Source excerpt.
-- START --

As I recall, Michael Jordan used to accept his MVP trophies between tee times, a late spring ritual that intruded on more important matters, like winning another NBA title.
One such time the honor was squeezed into an ante room of a North Shore hotel, not that far from Jordan’s house and near the Bulls’ practice hall, convenient for all, but mostly for Jordan.
I am impressed by the irony of the renaming of the MVP trophy for Jordan, who could barely be bothered then and is now forever the symbol of basketball excellence.
Any arguments of Jordan vs. LeBron James or Magic Johnson or Kareem Abdul-Jabbar or Oscar Robertson (the closest to Jordan, maybe better) are now settled. Jordan first, the rest with more specific leftovers — remember John Havlicek? The NBA does — and while James will have to quit playing to get his verification, I suggest a trophy for him shaped like a baggage check.
There was never any doubt that Jordan deserved every one of his five MVP souvenirs. He was the most valuable player in basketball even when he was playing baseball. That’s two MVPs he didn’t get. The trophy then was named for Maurice Podoloff, the creator of the NBA as well as the 24-second clock — which, as an aside, is something soccer could use.
The Podoloff Trophy — a name that never really caught on — was of a recognizable basketball figure, dribbling with his left hand, probably leading a fast break, looking more like a point guard than Podoloff, who was never a player, merely an entrepreneur, whereas Jordan has been both.
The new Jordan Trophy is presumably of a basketball player, too, though not in any recognizable way, a sleek effigy of a figure more likely to be an ice skater than a baller, all shiny and skinny, stretching up as if in the middle of a triple axel. You can almost hear the strains of “Scheherazade” wafting somewhere. There is no more resemblance to Jordan than an arrow to an angel.
We know what Jordan looks like even when he doesn’t see him. He is on shoes and shirts and even baseball catcher’s gear, all thanks to Nike, who got to memorialize Jordan before he was Jordan.

-- END --

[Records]
-- START --

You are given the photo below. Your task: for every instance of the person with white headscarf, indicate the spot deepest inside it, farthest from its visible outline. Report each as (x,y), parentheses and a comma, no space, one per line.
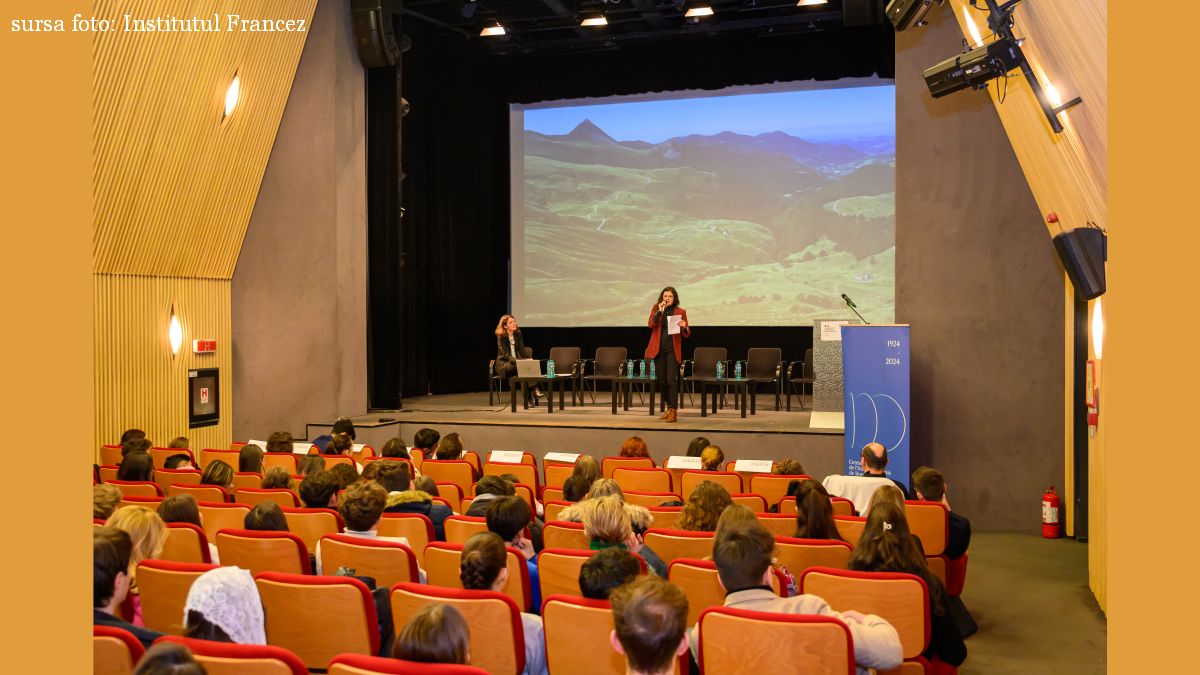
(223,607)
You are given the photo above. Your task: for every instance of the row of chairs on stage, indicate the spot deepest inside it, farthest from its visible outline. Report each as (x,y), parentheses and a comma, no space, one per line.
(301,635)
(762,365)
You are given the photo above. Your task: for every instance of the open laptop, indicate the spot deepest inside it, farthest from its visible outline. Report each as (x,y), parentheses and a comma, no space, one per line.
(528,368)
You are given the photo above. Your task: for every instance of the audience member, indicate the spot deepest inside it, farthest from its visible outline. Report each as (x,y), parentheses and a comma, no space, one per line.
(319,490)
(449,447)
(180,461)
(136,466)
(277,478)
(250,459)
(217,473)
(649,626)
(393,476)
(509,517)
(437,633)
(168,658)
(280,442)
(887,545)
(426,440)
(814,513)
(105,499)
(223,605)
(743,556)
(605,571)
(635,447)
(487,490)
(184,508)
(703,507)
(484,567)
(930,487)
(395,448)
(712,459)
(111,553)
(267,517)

-- END --
-- START --

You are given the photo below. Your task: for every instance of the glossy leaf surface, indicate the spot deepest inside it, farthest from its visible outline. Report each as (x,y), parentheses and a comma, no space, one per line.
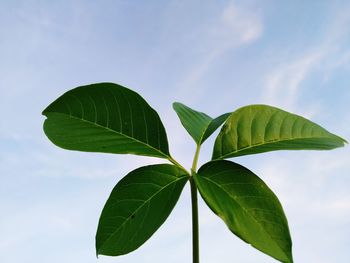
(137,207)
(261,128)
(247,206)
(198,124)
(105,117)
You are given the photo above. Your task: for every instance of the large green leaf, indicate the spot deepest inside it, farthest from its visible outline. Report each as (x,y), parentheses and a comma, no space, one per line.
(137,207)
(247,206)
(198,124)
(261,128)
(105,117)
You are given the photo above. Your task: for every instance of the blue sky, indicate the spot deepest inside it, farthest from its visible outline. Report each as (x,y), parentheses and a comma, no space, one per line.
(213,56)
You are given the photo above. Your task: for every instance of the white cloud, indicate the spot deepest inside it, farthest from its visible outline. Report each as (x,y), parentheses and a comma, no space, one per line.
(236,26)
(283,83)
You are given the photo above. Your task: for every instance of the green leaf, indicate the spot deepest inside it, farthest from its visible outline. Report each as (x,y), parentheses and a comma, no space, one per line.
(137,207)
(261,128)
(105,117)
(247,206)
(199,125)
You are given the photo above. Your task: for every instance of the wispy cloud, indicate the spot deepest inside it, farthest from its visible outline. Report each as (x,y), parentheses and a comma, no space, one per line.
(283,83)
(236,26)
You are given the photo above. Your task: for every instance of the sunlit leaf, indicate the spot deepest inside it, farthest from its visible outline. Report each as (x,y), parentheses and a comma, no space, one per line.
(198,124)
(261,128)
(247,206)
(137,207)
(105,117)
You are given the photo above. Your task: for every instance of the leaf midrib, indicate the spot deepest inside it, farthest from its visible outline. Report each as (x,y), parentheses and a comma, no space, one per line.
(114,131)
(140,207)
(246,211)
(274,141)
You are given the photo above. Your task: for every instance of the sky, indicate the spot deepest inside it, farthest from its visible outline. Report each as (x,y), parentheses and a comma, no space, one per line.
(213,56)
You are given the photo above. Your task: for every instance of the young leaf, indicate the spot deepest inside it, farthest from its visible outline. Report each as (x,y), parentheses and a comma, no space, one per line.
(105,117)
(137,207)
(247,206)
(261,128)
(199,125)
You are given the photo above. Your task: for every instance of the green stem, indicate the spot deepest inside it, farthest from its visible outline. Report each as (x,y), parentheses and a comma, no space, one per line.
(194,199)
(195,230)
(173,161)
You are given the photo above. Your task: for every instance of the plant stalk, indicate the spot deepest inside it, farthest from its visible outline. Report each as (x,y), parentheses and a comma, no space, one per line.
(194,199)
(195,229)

-- END --

Exercise prompt.
Does each statement agree with the Jordan Trophy column? Answer yes or no for each, and quote the column's deciding words. 1. Jordan won five MVP awards. 2. Maurice Podoloff played basketball. 3. The new Jordan Trophy closely resembles Jordan. The records have nothing to do with what comes next.

Task output.
1. Yes: "Jordan deserved every one of his five MVP souvenirs."
2. No: "who was never a player, merely an entrepreneur"
3. No: "There is no more resemblance to Jordan than an arrow to an angel."